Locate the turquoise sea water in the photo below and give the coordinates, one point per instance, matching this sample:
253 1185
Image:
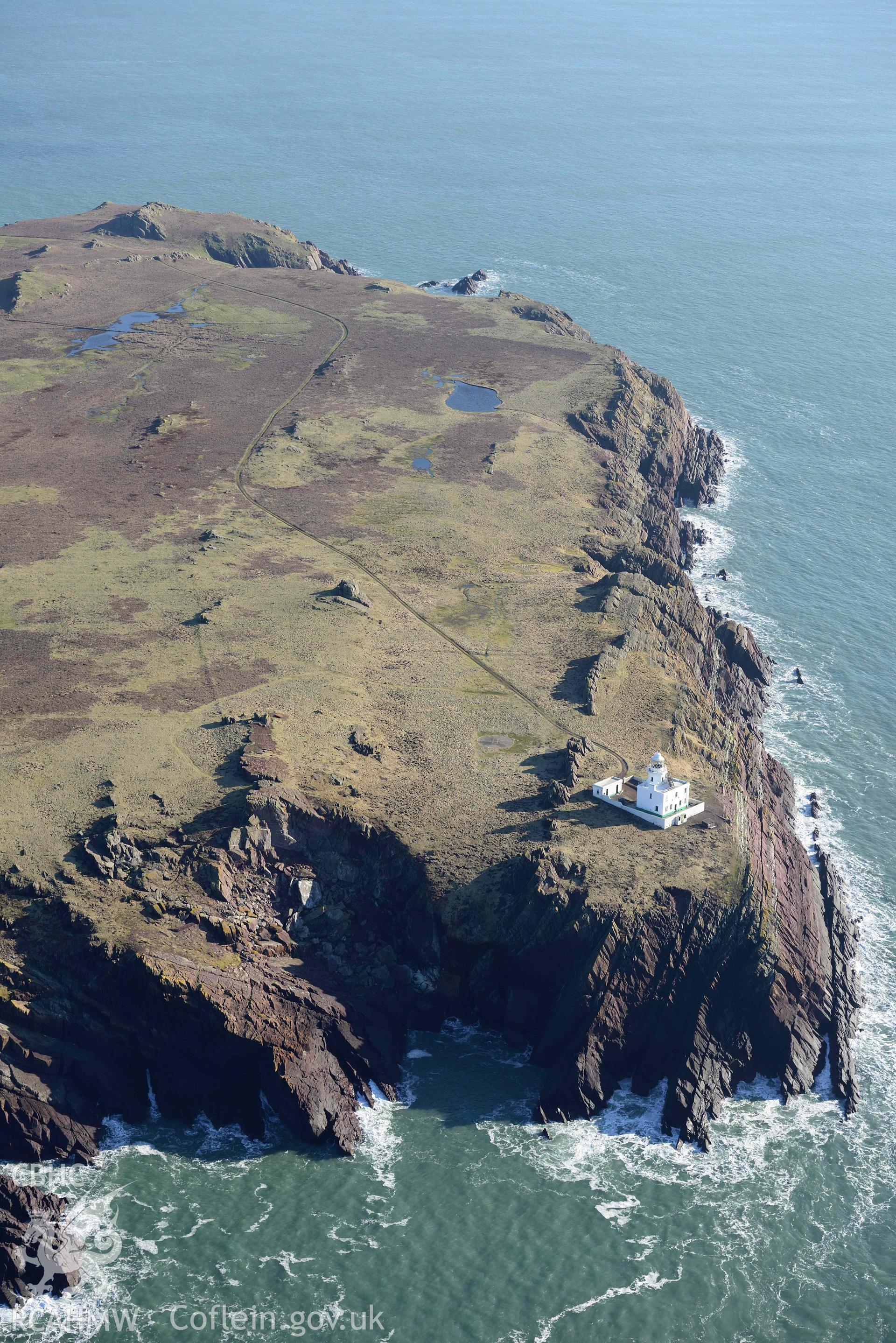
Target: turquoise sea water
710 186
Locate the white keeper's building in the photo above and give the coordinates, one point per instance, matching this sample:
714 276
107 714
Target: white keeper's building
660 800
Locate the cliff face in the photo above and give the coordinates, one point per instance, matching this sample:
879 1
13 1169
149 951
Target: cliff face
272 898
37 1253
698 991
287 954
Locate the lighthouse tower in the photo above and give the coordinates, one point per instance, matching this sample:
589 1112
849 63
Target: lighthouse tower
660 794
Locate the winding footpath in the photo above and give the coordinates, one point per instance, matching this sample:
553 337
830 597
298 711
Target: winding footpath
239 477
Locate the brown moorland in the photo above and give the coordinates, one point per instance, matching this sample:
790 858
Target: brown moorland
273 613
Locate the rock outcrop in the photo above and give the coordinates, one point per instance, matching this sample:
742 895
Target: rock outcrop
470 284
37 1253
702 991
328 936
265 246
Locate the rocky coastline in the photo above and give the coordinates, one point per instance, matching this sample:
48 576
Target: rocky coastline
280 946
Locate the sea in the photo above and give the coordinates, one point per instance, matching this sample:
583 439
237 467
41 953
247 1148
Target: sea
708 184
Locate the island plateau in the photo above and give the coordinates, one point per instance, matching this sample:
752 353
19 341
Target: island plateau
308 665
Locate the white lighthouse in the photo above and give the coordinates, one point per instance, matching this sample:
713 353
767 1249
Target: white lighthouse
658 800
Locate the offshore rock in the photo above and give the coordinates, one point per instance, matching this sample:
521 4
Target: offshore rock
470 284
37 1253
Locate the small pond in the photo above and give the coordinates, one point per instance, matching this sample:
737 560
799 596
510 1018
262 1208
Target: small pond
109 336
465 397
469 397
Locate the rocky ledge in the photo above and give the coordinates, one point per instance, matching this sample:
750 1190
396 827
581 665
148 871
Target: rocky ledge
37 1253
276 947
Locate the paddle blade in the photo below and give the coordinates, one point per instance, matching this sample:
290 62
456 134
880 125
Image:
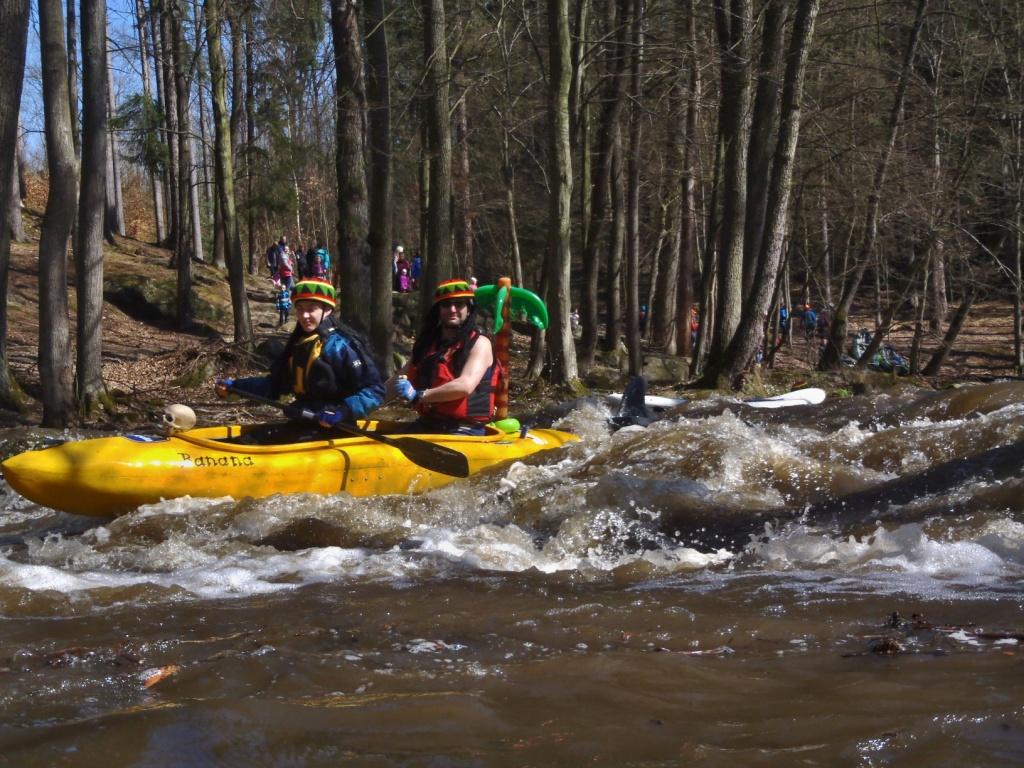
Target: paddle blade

◆ Task brief: Copy out all of the records above word for word, but leave out the pictures.

◆ Answer to the exercise:
Locate the turquoise sea water in the photo below and give the coordinates, one point per instance, matching this sample:
253 1185
Image:
Target: turquoise sea water
710 186
Locate the white keeper's building in the photo above and give the coordinates, one point per instance, matching this sample:
714 276
107 714
Target: white keeper's building
660 800
Locate the cliff face in the photo above and give the coordinates, one point per instance, matching this sample:
879 1
13 1169
149 951
Target: cliff face
272 898
37 1253
698 991
287 954
Locate the lighthouse tower in the photo above and give the coordinates, one point per instance, matching this sample:
589 1112
849 63
Target: lighthouse tower
660 794
Locate the winding footpath in the photo above and give the coordinates, one point per instance, matching this sample:
553 337
830 597
298 711
Target: winding footpath
239 477
Locate the brown moorland in the photo above and give the coordinates, one point per instance, matching this sample:
790 858
Target: brown moorland
273 613
Locate the rock outcrop in the photo above and give the coordinates, one point per instance, matching this sample:
742 895
Target: rock outcrop
470 284
37 1253
702 991
328 936
265 246
Locate the rocky coastline in the photo above and give the coordinates, one point per instance, matching this sample:
48 576
Target: rocky coastline
280 946
Locate the sea in the photo above and give the coordinates, one point per instance, matching this sample:
583 439
237 467
41 953
247 1148
Target: sea
708 184
Locate the island plateau in the photo above and give the coordinates, one point per instance, matching this sample:
752 353
19 341
Target: island plateau
308 665
Locate the white lighthouse in the photo above and give the coordinates, one point per instance, matching this sample:
713 353
767 1249
Target: white lighthouse
658 800
Locate the offshore rock in the photo above and give the coordinates, one point per instance, matching this sample:
521 4
Target: offshore rock
470 284
37 1253
Locate the small pond in the photo above and give the coordinates, one point per instance, matching this sample:
737 560
799 596
510 1018
262 1208
Target: small pond
109 336
465 397
469 397
Locate the rocky ledge in the photo above and give the coordinates, one point per instance, matching this sample:
750 1190
396 827
581 665
148 871
Target: rocky ledge
37 1253
276 947
Locate the paddle blade in the photo below and give the coordinates, one point per instance, matching this sample:
290 62
456 134
880 125
Image:
Target: paddle blade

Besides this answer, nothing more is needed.